▶ [Task prompt]: From the first line to the last, output the entries exactly.

Stored items

- - - -

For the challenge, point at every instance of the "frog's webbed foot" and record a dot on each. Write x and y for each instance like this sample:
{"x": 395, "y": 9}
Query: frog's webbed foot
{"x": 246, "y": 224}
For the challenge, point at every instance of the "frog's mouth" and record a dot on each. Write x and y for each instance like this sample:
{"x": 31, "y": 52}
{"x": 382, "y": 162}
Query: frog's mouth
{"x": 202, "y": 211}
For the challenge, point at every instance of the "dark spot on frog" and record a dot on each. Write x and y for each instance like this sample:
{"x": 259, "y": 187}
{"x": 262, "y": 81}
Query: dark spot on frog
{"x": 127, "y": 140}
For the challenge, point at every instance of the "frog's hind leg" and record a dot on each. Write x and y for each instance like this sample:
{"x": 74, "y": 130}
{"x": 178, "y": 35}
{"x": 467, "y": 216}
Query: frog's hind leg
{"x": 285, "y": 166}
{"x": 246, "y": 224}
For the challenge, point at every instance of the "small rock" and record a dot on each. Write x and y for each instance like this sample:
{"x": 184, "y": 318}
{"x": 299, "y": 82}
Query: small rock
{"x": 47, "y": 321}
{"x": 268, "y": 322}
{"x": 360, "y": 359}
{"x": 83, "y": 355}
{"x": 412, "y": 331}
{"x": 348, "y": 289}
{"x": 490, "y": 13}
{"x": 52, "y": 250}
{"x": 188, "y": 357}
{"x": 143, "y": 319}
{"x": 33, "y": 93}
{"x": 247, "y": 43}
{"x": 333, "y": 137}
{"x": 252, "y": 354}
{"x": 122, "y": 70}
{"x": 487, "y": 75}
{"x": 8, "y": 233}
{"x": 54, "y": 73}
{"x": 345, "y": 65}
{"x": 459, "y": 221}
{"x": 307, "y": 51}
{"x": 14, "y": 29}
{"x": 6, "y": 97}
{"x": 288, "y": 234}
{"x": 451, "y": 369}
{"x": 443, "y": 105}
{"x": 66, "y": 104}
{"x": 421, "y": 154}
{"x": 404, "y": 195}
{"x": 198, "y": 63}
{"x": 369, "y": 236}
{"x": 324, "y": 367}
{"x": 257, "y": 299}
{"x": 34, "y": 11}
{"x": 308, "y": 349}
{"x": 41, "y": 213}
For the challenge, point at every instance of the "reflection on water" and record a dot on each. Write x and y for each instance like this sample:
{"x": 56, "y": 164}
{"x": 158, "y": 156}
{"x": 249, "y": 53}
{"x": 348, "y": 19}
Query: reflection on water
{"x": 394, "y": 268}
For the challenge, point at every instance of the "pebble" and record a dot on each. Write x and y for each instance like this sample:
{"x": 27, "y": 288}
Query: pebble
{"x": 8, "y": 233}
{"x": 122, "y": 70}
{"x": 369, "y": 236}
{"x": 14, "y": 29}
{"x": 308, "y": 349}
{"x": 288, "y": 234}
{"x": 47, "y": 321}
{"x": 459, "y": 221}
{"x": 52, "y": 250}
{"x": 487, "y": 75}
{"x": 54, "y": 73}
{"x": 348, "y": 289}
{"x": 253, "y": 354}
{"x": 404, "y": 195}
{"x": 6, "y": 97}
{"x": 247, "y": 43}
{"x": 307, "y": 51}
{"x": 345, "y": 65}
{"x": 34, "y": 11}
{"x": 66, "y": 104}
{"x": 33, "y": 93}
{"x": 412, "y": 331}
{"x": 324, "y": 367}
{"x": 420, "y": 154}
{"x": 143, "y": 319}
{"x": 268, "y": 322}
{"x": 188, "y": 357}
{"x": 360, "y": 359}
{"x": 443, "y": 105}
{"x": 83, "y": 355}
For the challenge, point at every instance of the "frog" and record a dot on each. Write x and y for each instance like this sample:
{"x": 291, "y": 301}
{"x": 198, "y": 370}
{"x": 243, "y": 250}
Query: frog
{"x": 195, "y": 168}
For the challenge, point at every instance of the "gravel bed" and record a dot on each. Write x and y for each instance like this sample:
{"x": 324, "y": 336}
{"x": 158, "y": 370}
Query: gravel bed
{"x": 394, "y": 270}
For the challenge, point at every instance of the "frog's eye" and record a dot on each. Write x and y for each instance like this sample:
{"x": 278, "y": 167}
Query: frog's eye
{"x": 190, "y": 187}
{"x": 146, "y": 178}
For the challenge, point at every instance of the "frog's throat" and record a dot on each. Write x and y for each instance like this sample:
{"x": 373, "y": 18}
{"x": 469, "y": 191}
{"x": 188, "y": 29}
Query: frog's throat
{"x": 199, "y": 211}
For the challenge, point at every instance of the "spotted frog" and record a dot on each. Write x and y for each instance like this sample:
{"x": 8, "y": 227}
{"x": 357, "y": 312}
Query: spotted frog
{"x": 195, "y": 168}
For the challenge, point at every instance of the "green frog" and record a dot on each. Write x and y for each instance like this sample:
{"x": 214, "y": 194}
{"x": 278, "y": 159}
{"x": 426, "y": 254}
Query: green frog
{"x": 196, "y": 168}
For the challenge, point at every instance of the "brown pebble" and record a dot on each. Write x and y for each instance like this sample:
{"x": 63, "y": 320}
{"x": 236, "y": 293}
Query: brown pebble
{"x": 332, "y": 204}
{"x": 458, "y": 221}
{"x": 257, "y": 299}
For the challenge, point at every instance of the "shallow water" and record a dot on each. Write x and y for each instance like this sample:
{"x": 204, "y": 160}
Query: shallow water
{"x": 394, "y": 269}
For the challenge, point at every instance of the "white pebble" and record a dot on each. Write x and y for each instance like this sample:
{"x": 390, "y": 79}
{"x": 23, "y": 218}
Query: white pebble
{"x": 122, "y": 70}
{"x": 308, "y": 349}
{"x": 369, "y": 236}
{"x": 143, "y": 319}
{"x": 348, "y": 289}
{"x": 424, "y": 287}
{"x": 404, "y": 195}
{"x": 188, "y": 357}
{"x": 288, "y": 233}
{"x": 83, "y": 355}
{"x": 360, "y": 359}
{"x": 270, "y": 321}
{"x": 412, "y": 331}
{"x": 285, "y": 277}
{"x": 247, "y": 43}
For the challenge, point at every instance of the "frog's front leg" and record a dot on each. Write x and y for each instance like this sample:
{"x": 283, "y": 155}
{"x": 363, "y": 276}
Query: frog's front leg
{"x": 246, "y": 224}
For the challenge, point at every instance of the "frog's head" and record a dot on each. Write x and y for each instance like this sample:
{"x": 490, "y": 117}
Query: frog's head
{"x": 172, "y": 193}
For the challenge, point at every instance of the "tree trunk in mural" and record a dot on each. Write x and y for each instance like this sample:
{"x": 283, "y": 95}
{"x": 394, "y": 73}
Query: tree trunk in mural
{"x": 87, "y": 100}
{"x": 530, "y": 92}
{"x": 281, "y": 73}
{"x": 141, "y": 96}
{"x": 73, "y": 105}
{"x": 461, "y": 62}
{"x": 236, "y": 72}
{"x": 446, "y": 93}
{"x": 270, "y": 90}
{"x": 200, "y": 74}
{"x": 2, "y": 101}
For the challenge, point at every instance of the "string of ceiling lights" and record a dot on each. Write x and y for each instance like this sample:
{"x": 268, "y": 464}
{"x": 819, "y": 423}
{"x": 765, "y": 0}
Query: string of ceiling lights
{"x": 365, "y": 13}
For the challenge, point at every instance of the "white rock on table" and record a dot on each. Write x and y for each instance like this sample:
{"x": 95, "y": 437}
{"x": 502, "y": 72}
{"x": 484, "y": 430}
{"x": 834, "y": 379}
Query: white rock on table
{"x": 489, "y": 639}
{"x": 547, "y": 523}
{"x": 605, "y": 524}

- - - -

▶ [Task result]:
For the challenge, point at every instance of the "frog's webbed foot" and record a dot on each. Write x and y for each instance like this sample:
{"x": 395, "y": 9}
Query: frog's webbed foot
{"x": 246, "y": 224}
For the challenge, point at every instance of the "frog's mouth" and record a dot on each. Write x and y for each instance like this sample:
{"x": 31, "y": 52}
{"x": 382, "y": 162}
Query: frog's mouth
{"x": 202, "y": 211}
For the challenge, point at every instance of the "dark spot on frog" and record a dot on each. Write x and y for each instance like this sample:
{"x": 259, "y": 187}
{"x": 262, "y": 81}
Query: dark spot on frog
{"x": 127, "y": 140}
For the challenge, point at every instance of the "frog's hind leg" and record a dot on each. Write x and y for each instance like this sample:
{"x": 74, "y": 130}
{"x": 178, "y": 35}
{"x": 467, "y": 216}
Query: frog's hind leg
{"x": 285, "y": 166}
{"x": 246, "y": 224}
For the challenge, point at every instance of the "small rock" and record a dot on each. Write x and y for each instance like this sample:
{"x": 184, "y": 318}
{"x": 299, "y": 82}
Query: small rock
{"x": 47, "y": 321}
{"x": 268, "y": 322}
{"x": 360, "y": 359}
{"x": 83, "y": 355}
{"x": 412, "y": 331}
{"x": 348, "y": 289}
{"x": 490, "y": 13}
{"x": 52, "y": 250}
{"x": 188, "y": 357}
{"x": 143, "y": 319}
{"x": 33, "y": 93}
{"x": 247, "y": 43}
{"x": 333, "y": 137}
{"x": 252, "y": 354}
{"x": 122, "y": 70}
{"x": 487, "y": 75}
{"x": 8, "y": 233}
{"x": 54, "y": 73}
{"x": 345, "y": 65}
{"x": 459, "y": 221}
{"x": 307, "y": 51}
{"x": 14, "y": 29}
{"x": 6, "y": 97}
{"x": 288, "y": 234}
{"x": 451, "y": 369}
{"x": 443, "y": 105}
{"x": 66, "y": 104}
{"x": 421, "y": 154}
{"x": 404, "y": 195}
{"x": 198, "y": 63}
{"x": 369, "y": 236}
{"x": 324, "y": 367}
{"x": 257, "y": 299}
{"x": 34, "y": 11}
{"x": 308, "y": 349}
{"x": 41, "y": 213}
For the challenge, point at every instance of the "reflection on water" and record a dot on each. Write x and y for each instance like this sample:
{"x": 56, "y": 164}
{"x": 158, "y": 156}
{"x": 249, "y": 53}
{"x": 348, "y": 19}
Query: reflection on water
{"x": 394, "y": 268}
For the challenge, point at every instance of the "pebble" and record a dot on each. Write x and y for each instance like this sample:
{"x": 27, "y": 288}
Query: pebble
{"x": 8, "y": 233}
{"x": 122, "y": 70}
{"x": 369, "y": 236}
{"x": 14, "y": 29}
{"x": 308, "y": 349}
{"x": 288, "y": 234}
{"x": 47, "y": 321}
{"x": 459, "y": 221}
{"x": 52, "y": 250}
{"x": 487, "y": 75}
{"x": 54, "y": 73}
{"x": 348, "y": 289}
{"x": 253, "y": 354}
{"x": 404, "y": 195}
{"x": 6, "y": 97}
{"x": 247, "y": 43}
{"x": 307, "y": 51}
{"x": 345, "y": 65}
{"x": 34, "y": 11}
{"x": 66, "y": 104}
{"x": 33, "y": 93}
{"x": 412, "y": 331}
{"x": 324, "y": 367}
{"x": 420, "y": 154}
{"x": 143, "y": 319}
{"x": 268, "y": 322}
{"x": 188, "y": 357}
{"x": 360, "y": 359}
{"x": 443, "y": 105}
{"x": 83, "y": 355}
For the challenge, point at every instance of the "frog" and record a dot on each. Write x and y for each instance like this sample:
{"x": 291, "y": 301}
{"x": 198, "y": 370}
{"x": 243, "y": 250}
Query: frog
{"x": 195, "y": 168}
For the challenge, point at every instance of the "gravel bed" and record a dot on each. Write x and y for each instance like this sample:
{"x": 324, "y": 336}
{"x": 158, "y": 370}
Query: gravel bed
{"x": 394, "y": 270}
For the challenge, point at every instance of the "frog's eye" and record a dot on each. Write x and y for each instance like this sample:
{"x": 278, "y": 167}
Query: frog's eye
{"x": 190, "y": 187}
{"x": 146, "y": 178}
For the challenge, point at every instance of the "frog's throat" and record a dot on each. Write x and y for each instance like this sample:
{"x": 373, "y": 18}
{"x": 469, "y": 191}
{"x": 188, "y": 29}
Query: frog's throat
{"x": 199, "y": 211}
For the challenge, point at every instance of the "spotted frog" and record a dot on each. Write x and y for each instance like this sample:
{"x": 8, "y": 227}
{"x": 357, "y": 312}
Query: spotted frog
{"x": 195, "y": 168}
For the challenge, point at every instance of the "green frog" and record a dot on each. Write x and y for each instance like this sample:
{"x": 214, "y": 194}
{"x": 278, "y": 159}
{"x": 426, "y": 254}
Query: green frog
{"x": 196, "y": 168}
For the challenge, point at every instance of the "brown pebble" and record a dot on each. Write x and y for each instance like this sample:
{"x": 63, "y": 320}
{"x": 236, "y": 293}
Query: brown pebble
{"x": 332, "y": 204}
{"x": 458, "y": 221}
{"x": 257, "y": 299}
For the challenge, point at every instance of the "shallow water" and record a dot on each. Write x and y for each instance like this sample:
{"x": 204, "y": 160}
Query: shallow water
{"x": 394, "y": 269}
For the challenge, point at every instance of the "white pebble" and record a dot on each. Write x and y for each instance like this sample:
{"x": 390, "y": 79}
{"x": 23, "y": 218}
Query: white pebble
{"x": 122, "y": 70}
{"x": 308, "y": 349}
{"x": 369, "y": 236}
{"x": 143, "y": 319}
{"x": 348, "y": 289}
{"x": 424, "y": 287}
{"x": 404, "y": 195}
{"x": 188, "y": 357}
{"x": 288, "y": 233}
{"x": 83, "y": 355}
{"x": 360, "y": 359}
{"x": 270, "y": 321}
{"x": 412, "y": 331}
{"x": 285, "y": 277}
{"x": 247, "y": 43}
For the challenge, point at every instance of the "frog's front leg" and record a dot on each. Write x and y for each instance like this sample:
{"x": 283, "y": 155}
{"x": 363, "y": 276}
Query: frog's front leg
{"x": 246, "y": 224}
For the challenge, point at every instance of the "frog's head" and record a dot on each. Write x and y for each instance like this sample:
{"x": 490, "y": 117}
Query: frog's head
{"x": 172, "y": 193}
For the challenge, point at every instance of the "tree trunk in mural" and record a dot on each. Write x and y for each instance like this sample:
{"x": 283, "y": 95}
{"x": 394, "y": 73}
Query: tree trunk in mural
{"x": 87, "y": 100}
{"x": 530, "y": 92}
{"x": 281, "y": 73}
{"x": 141, "y": 96}
{"x": 73, "y": 105}
{"x": 461, "y": 62}
{"x": 236, "y": 72}
{"x": 446, "y": 93}
{"x": 270, "y": 90}
{"x": 200, "y": 74}
{"x": 2, "y": 101}
For the challenge, point at every instance of the "string of ceiling lights" and record a dot on each. Write x and y for each instance like this sample:
{"x": 268, "y": 464}
{"x": 819, "y": 423}
{"x": 765, "y": 0}
Query: string of ceiling lights
{"x": 365, "y": 13}
For the challenge, point at every instance of the "white rock on table" and record a dot on each. Write x and y for each instance like this sample:
{"x": 95, "y": 437}
{"x": 502, "y": 72}
{"x": 484, "y": 430}
{"x": 834, "y": 379}
Query: white rock on table
{"x": 489, "y": 639}
{"x": 547, "y": 523}
{"x": 605, "y": 524}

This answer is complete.